» WHAT YOU NEED TO DO:
1. In the forum discussion about data-center latency, what dominates time-to-first-token?
2. Extend the forum discussion about data-center latency past its final sentence.
PAGE TEXT START
I believe I'm taking the safe bet that lets Anthropic make hay while the sun shines without risking a major misstep. Nothing stops them from using their own data centers for cheap slow "base load" while still using cloud partners for less common specialized needs. I just can't see why they would build the international data centers to reduce cloud partner costs on latency-sensitive workloads before those workloads actually show up in significant numbers.
latency absolutely matters? this is such a weird thing to say. for training sure, but customers absolutely want low latency
They want it, sure. Customers want everything if it's free, but this is about what they value with their money. In this thought experiment, you're Anthropic, not the customer. You're making a choice that's best for Anthropic. Will Anthropic lose customers because the latency is higher? No way. Customers want low cost and lots of usage more than they want low latency. In a cutthroat race to the bottom, there's no room to "give away" massively expensive freebies like a data center near every population center when the customer doesn't value those extras with actual money. It's the same reason we all tolerate the relatively slow batched token generation rate--the batching dramatically lowers the cost, and we need low cost inference more than we want fast generation. If the cost goes up we'll actually leave, for real.
After the initial announcement of "fast mode" in Claude Code, did you ever hear about anyone using it for real? I didn't. Vanishingly few people are willing to pay extra for faster inference.
Remember that the time-to-first-token is dominated by the time to process the prompt. It's orders of magnitude more latency than the network route is adding. An extra 200 milliseconds of network delay on a 5-10 second time-to-first-token is not even noticeable; it's within the normal TTFT jitter. It would be foolish to spend billions of dollars to drop data centers around the world to reduce the 200 milliseconds when it's not going to reduce the 5-10 seconds. Skip the exotic locales and put your data centers in Cheap Power Tax Haven County, USA. Perhaps run the numbers and see if Free Cooling City, Sweden is cheaper.
PAGE TEXT END
PROVIDED DATA START
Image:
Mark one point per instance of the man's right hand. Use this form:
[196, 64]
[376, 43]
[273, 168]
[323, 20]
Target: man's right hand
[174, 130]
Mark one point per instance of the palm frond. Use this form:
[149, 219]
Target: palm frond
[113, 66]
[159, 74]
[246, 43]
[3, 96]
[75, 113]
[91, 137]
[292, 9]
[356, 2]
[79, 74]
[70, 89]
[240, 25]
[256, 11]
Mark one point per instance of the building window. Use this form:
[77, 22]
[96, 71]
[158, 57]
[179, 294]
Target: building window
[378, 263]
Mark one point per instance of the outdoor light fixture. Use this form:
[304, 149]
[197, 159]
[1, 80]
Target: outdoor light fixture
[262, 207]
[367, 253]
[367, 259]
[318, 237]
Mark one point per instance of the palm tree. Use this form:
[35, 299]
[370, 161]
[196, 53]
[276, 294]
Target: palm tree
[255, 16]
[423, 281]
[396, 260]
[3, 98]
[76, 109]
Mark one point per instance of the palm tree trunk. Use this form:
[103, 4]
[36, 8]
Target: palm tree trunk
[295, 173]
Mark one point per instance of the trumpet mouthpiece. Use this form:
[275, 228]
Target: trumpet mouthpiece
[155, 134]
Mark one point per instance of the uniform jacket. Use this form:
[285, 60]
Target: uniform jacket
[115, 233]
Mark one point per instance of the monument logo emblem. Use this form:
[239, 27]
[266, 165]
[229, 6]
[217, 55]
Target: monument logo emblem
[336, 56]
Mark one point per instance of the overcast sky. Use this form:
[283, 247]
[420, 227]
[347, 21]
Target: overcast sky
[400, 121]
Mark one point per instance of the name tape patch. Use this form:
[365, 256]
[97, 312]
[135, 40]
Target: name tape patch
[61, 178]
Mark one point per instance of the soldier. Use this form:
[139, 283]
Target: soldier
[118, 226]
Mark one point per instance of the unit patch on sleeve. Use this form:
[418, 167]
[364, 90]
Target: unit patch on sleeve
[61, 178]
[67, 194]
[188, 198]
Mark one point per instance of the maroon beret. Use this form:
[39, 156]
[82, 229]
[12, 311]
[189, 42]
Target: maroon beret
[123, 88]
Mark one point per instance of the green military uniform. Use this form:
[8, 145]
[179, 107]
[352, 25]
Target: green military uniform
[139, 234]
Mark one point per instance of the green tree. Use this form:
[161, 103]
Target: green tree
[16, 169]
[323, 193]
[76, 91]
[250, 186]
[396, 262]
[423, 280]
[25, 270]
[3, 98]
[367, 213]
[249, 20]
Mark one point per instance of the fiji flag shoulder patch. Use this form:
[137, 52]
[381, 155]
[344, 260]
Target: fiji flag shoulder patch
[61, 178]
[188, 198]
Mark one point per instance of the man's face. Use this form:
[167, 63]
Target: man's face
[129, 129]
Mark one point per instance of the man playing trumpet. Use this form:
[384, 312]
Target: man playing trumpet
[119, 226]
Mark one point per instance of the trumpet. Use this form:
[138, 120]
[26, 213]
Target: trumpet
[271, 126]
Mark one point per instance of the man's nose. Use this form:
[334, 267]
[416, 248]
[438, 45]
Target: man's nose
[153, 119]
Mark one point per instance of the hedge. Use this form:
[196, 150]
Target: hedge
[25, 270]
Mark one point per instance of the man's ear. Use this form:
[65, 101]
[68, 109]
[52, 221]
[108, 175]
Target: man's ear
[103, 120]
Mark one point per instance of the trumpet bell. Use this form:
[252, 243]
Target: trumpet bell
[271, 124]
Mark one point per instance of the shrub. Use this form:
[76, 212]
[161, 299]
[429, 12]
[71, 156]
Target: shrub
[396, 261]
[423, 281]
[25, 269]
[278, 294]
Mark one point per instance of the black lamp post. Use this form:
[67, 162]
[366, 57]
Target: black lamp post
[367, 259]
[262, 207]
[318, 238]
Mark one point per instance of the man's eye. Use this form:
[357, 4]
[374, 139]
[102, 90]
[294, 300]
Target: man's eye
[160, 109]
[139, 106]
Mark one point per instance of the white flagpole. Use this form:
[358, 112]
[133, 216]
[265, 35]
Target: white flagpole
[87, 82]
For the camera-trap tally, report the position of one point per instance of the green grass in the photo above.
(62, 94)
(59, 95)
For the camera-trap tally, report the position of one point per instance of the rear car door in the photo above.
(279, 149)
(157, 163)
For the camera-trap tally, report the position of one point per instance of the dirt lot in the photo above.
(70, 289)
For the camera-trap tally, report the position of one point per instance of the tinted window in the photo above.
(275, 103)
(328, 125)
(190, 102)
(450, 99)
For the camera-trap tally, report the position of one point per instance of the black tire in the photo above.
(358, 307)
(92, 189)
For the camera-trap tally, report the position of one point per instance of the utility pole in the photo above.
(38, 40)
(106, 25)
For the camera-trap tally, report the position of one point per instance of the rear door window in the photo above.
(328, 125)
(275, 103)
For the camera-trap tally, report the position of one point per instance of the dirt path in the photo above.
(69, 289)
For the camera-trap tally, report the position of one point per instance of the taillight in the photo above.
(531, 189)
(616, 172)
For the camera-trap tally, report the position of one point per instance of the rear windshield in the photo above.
PROVIDED DATA END
» ANSWER SECTION:
1. The time to process the prompt.

2.
They’re unwilling to pay for fast mode because of the current step function price increase once you hit your quota. It’s a psychological effect. Because most shops I know in the US currently paying $125/mo per seat for Claude would happily - HAPPILY - pay 2x, and begrudgingly pay 10x that amount for the same service. If fast mode was priced 25% or 50% more they’d happily pay for that too. But it’s just not priced that way currently with weird growth subsidization & psychology.
The only AI use case that cares about latency is interactive voice agents, where you ideally want <200ms response time, and 100ms of network latency kills that. For coding and batch job agents anything under 1s isn't going to matter to the user.
tbh, that's a good point about the voice agents that I hadn't considered. I guess there are some latency-sensitive inference workloads. Thanks for pointing that out.
1 reply →
A customer service chatbot can require more than one LLM call per response to the point that latency anywhere in the system starts to show up as a degraded end-user experience.
Easy solution - use hyperscalers with super expensive API charge only when latency really matters. Otherwise build your own DC. Easy to expect customers don't care latency that much over money.